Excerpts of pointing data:
--- Begin ---

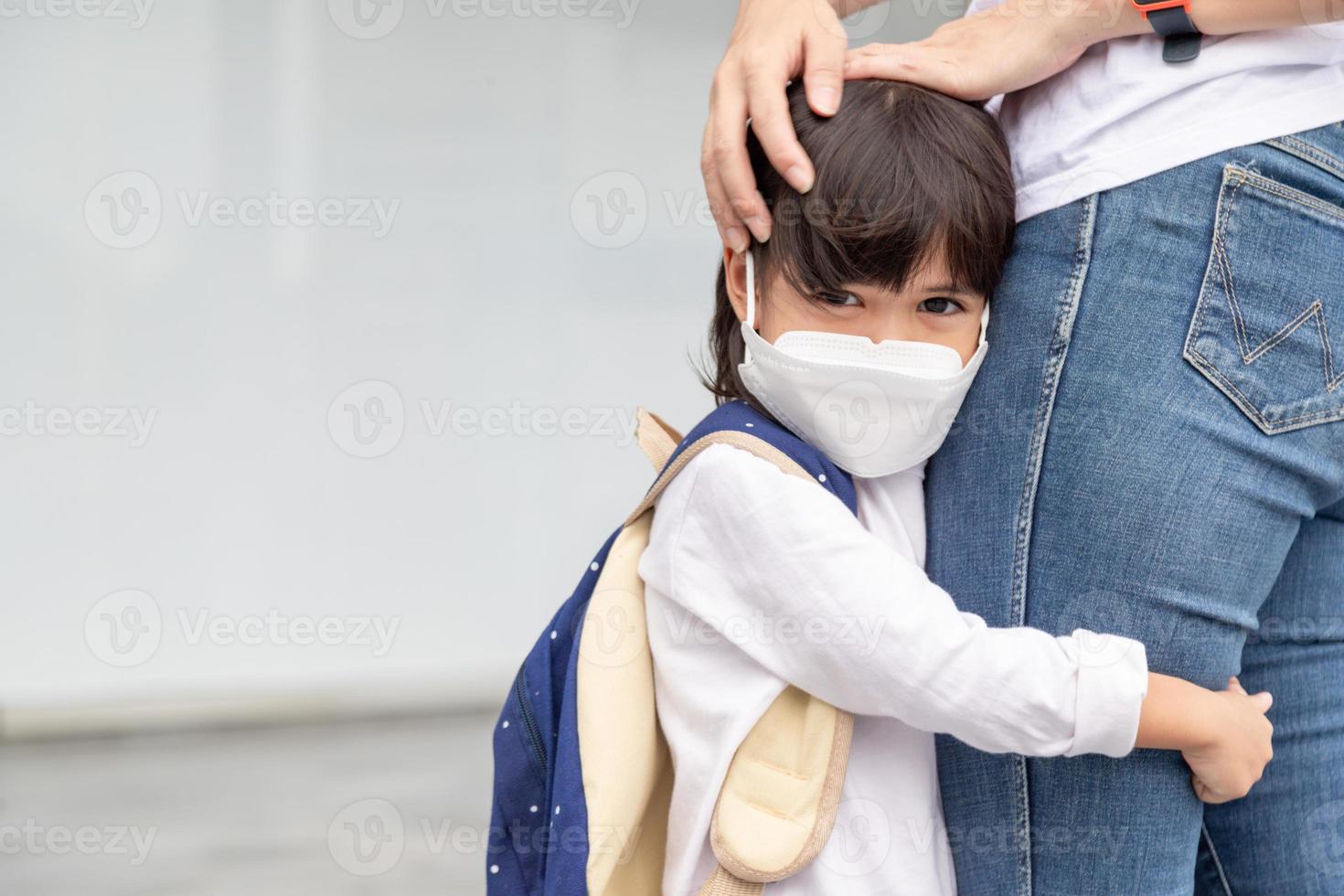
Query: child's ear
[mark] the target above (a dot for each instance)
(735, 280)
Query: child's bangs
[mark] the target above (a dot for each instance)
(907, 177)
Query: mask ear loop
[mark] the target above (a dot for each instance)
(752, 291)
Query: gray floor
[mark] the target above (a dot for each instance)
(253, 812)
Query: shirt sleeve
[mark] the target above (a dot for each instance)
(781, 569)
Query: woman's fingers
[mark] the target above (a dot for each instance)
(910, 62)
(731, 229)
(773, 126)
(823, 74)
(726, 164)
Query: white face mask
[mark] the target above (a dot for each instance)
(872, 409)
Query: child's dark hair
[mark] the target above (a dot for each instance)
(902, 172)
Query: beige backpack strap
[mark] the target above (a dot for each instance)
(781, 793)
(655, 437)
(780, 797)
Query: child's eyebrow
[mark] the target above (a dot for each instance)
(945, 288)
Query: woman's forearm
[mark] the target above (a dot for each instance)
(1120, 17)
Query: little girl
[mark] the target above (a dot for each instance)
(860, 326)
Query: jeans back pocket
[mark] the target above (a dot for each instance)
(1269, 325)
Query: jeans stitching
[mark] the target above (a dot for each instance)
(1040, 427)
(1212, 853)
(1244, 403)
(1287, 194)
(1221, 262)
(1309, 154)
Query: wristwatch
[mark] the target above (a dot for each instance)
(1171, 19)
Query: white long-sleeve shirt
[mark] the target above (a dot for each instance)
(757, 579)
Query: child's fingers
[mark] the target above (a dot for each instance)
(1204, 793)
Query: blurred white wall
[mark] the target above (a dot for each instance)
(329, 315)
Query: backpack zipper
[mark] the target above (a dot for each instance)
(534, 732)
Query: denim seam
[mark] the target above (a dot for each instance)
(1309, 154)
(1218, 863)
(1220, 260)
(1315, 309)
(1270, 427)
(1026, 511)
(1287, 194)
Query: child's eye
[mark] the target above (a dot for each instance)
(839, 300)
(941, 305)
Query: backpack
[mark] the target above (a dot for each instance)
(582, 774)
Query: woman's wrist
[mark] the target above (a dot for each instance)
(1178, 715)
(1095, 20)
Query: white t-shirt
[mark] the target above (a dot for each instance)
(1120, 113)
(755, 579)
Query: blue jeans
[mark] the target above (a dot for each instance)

--- End ---

■ Stated exercise ■
Retype the stretch of the entries from the line containing "Query: blue jeans" through the end of the entries.

■ Exercise response ■
Query: blue jeans
[mark] the target above (a dot for each instance)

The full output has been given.